• **The problem**
Would you transcribe the listing exactly as it stands, minus any images?

• **Exercise data**

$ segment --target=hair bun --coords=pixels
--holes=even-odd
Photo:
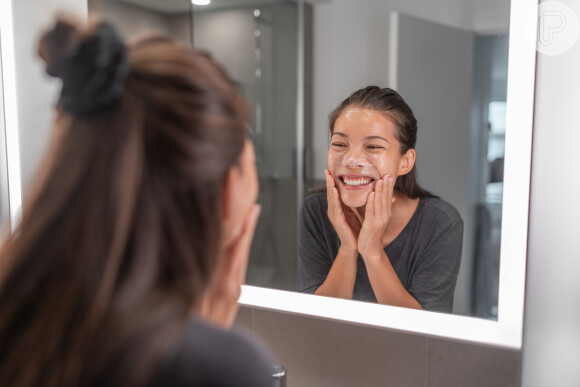
[[[62,80],[59,105],[75,115],[91,115],[123,94],[129,72],[126,47],[109,23],[88,34],[74,23],[59,20],[39,46],[46,72]]]

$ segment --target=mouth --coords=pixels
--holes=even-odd
[[[359,190],[369,187],[375,179],[361,175],[342,175],[338,179],[345,189]]]

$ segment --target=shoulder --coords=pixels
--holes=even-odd
[[[159,386],[268,386],[273,362],[244,332],[200,320],[184,332],[161,374]]]
[[[321,215],[326,215],[327,211],[326,191],[315,191],[306,196],[302,202],[301,216],[304,219],[319,219]]]
[[[459,211],[446,201],[428,197],[422,198],[421,217],[423,222],[431,223],[432,227],[439,229],[457,228],[463,229],[463,219]]]
[[[326,208],[328,207],[328,203],[326,201],[326,190],[324,191],[314,191],[313,193],[307,195],[304,198],[303,206],[305,208]]]

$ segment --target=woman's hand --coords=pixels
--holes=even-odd
[[[241,285],[246,282],[250,246],[258,224],[261,207],[255,204],[244,219],[239,236],[226,246],[210,286],[202,300],[199,314],[206,321],[223,328],[234,323]]]
[[[358,251],[362,257],[374,259],[384,254],[383,237],[391,218],[395,179],[385,175],[367,198],[365,219],[358,236]]]
[[[361,224],[352,209],[342,203],[334,176],[326,170],[326,201],[328,218],[340,239],[340,247],[356,253]]]

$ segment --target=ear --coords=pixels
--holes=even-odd
[[[401,157],[399,161],[399,170],[397,171],[398,176],[406,175],[407,173],[411,172],[413,166],[415,165],[415,149],[409,149],[407,152]]]

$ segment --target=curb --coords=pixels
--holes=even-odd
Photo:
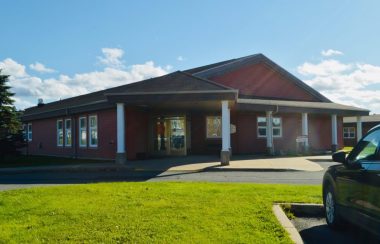
[[[132,166],[110,165],[110,166],[56,166],[56,167],[28,167],[28,168],[3,168],[0,174],[24,174],[37,172],[116,172],[127,170],[131,172],[309,172],[295,169],[273,169],[273,168],[204,168],[204,169],[144,169]]]
[[[296,217],[324,217],[323,204],[314,203],[290,203],[290,211]]]
[[[281,226],[288,232],[290,239],[296,244],[303,244],[303,240],[296,227],[290,222],[280,204],[274,204],[272,210]]]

• **Result for this exercise**
$ segment --target=hair bun --coords=pixels
--holes=even-odd
Photo:
[[[62,80],[59,105],[75,115],[91,115],[123,94],[129,72],[126,47],[109,23],[88,34],[74,23],[59,20],[39,46],[46,72]]]

$ segment --target=mouth --coords=pixels
--holes=even-odd
[[[359,190],[369,187],[375,179],[361,175],[342,175],[338,179],[345,189]]]

$ segment --target=shoulder --coords=pixels
--holes=even-odd
[[[159,386],[268,386],[273,362],[244,332],[200,320],[184,332],[161,374]]]
[[[321,215],[326,215],[327,211],[326,191],[315,191],[306,196],[302,202],[301,216],[304,219],[319,219]]]
[[[459,211],[446,201],[428,197],[422,198],[421,217],[423,222],[431,223],[432,227],[439,229],[457,228],[463,229],[463,219]]]
[[[326,208],[328,207],[328,203],[326,201],[326,190],[324,191],[314,191],[313,193],[307,195],[304,198],[303,206],[305,208]]]

$ segment --target=woman's hand --coords=pixels
--holes=even-odd
[[[241,285],[246,282],[250,246],[258,224],[261,207],[255,204],[244,219],[239,236],[226,246],[210,286],[202,300],[199,314],[206,321],[223,328],[234,323]]]
[[[358,251],[362,257],[374,259],[384,254],[383,237],[391,218],[395,179],[385,175],[367,198],[365,219],[358,236]]]
[[[361,224],[352,209],[342,203],[334,176],[326,170],[326,201],[328,218],[340,239],[340,247],[356,253]]]

$ segment --target=ear --coords=pixels
--holes=even-odd
[[[401,157],[399,161],[399,170],[397,171],[398,176],[406,175],[407,173],[411,172],[413,166],[415,165],[415,149],[409,149],[407,152]]]

$ segment --target=curb --coords=pixels
--holes=even-odd
Photo:
[[[132,166],[110,165],[110,166],[56,166],[56,167],[28,167],[28,168],[3,168],[0,174],[24,174],[37,172],[116,172],[127,170],[131,172],[309,172],[295,169],[273,169],[273,168],[204,168],[204,169],[144,169]]]
[[[296,217],[324,217],[323,204],[314,203],[290,203],[290,211]]]
[[[281,226],[288,232],[290,239],[296,244],[303,244],[303,240],[296,227],[290,222],[280,204],[274,204],[272,210]]]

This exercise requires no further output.